Когда рукопись была кончена, все пошли ко Льву Николаевичу. Чехов стал говорить о своем впечатлении, он говорил просто, но в этих простых словах чувствовалось, что новое произведение старика его достаточно задело. Ему показалось все очень верным, он недавно был сам присяжным заседателем и чувствует, как в описании суда схвачены все детали. Потом и преступление Масловой. Когда он был на Сахалине, то большинство преступниц сослано туда именно за отравление. Только вот приговор. В первом варианте Маслову приговаривали к двум с половиной годам каторги. Таких приговоров не бывает. В каторгу приговаривают на большие сроки.
Лев Николаевич принял это к сведению и впоследствии изменил в повести эту часть.
Лично мне пришлось на этот раз услышать не совсем лестные вещи. Я тогда написал рассказ ‘Пересол’ и напечатал его в ‘Новом слове’, редактируемом С. Н. Кривенко (*). Когда мы увидались, Лев Николаевич спросил меня, я ли написал этот рассказ. Я ответил, что я.
(* Рассказ ‘Пересол’ был напечатан в N 10 народнического журнала ‘Новое слово’ за 1896 г. *)
— Удивительно, никак не ожидал. Очень плохо.
…Мне захотелось выяснить, почему он так суров к этому рассказу.
— Тема не художественная, — объявил Лев Николаевич. — В художественных произведениях нельзя останавливаться на таких явлениях жизни, которые имеют временный, случайный характер. Искусство захватывает вечное, и это вечное дает ему силу и смысл.
…Меня в это время интересовало наблюдаемое мною отношение отцов и детей в деревне и семейный разлад, встречающийся довольно часто, и я надумал использовать один случай в драматической форме. Вышла трехактная пьеса… (*) Мне захотелось познакомить с ней Льва Николаевича, я послал рукопись ему. Ответ не замедлил. Лев Николаевич категорически заявлял, что пьеса плоха. Я такими вещами порчу себе репутацию… Через несколько времени я попал в Москву. По обыкновению в первый же вечер я завернул в Долго-Хамовнический переулок. На вопрос, дома ли Лев Николаевич, мне сказали, что он не совсем здоров, но он гуляет наверху в зале. Я поднялся наверх. Лев Николаевич, значительно постаревший, взъерошенный, каким он всегда казался, когда недомогал, с пледом на плечах расхаживал по зале с Н. Я. Гротом и разговаривал. Увидавши меня, он с улыбкой воскликнул:
(* В письме Толстого к С. Т. Семенову от 21 марта 1896 г. (т. 69, N 59) содержится отрицательный отзыв о неназванной там пьесе. Вероятно, это — пьеса ‘Новые птицы, новые песни’, которую Семенов присылал второй раз в 1897 г. Толстой ответил тогда письмом (т. 70, N 220), содержание которого излагает Семенов. Пьеса осталась ненапечатанной. *)

★ ★ ★

| Задания |
[a] Почему, согласно тексту для чтения, Лев Николаевич счел рассказ «Пересол» плохим? Ответьте в одном–трех предложениях.
[b] По тексту для чтения, к какому сроку каторги приговаривали Маслову в первом варианте?

(Записи с указанием на названные объекты)
★ ★ ★

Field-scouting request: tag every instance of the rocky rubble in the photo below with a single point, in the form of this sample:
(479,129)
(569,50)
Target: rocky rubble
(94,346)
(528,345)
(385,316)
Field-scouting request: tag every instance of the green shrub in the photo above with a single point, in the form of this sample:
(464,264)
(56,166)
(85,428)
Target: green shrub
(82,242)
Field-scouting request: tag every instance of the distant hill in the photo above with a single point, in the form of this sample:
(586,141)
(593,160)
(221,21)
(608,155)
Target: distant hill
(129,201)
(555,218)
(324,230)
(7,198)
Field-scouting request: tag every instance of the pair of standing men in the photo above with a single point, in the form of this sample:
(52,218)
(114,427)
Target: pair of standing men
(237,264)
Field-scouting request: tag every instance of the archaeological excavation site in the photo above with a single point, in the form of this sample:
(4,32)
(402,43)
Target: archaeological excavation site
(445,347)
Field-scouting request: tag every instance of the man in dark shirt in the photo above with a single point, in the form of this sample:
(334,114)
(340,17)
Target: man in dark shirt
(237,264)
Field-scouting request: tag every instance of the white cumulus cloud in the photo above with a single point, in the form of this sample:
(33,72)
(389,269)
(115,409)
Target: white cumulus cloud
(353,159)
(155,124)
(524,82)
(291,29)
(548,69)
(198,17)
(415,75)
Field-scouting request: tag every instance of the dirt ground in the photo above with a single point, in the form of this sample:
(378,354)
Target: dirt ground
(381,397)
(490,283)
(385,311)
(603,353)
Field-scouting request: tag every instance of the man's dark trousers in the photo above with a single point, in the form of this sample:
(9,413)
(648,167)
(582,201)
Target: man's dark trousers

★ ★ ★

| Ответы |
[a] Лев Николаевич назвал тему рассказа нехудожественной: по его словам, в художественных произведениях нельзя останавливаться на явлениях жизни временного, случайного характера. Искусство захватывает вечное, и именно это вечное дает ему силу и смысл.

[b] К двум с половиной годам каторги.